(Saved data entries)
◇ ◇ ◇ ◇
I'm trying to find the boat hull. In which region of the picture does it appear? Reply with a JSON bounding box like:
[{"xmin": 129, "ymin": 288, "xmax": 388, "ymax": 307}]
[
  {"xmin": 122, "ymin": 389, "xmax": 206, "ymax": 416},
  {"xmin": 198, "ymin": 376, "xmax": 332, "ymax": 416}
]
◇ ◇ ◇ ◇
What the task requires » Reproduce the entries above with "canoe" substituted for "boat hull", leaving every other character unchanged.

Solution for this exercise »
I'm trying to find the canoe. In which region of the picture does it appear? Reply with a JSON bounding box like:
[{"xmin": 129, "ymin": 288, "xmax": 388, "ymax": 307}]
[
  {"xmin": 122, "ymin": 389, "xmax": 206, "ymax": 416},
  {"xmin": 198, "ymin": 376, "xmax": 332, "ymax": 416}
]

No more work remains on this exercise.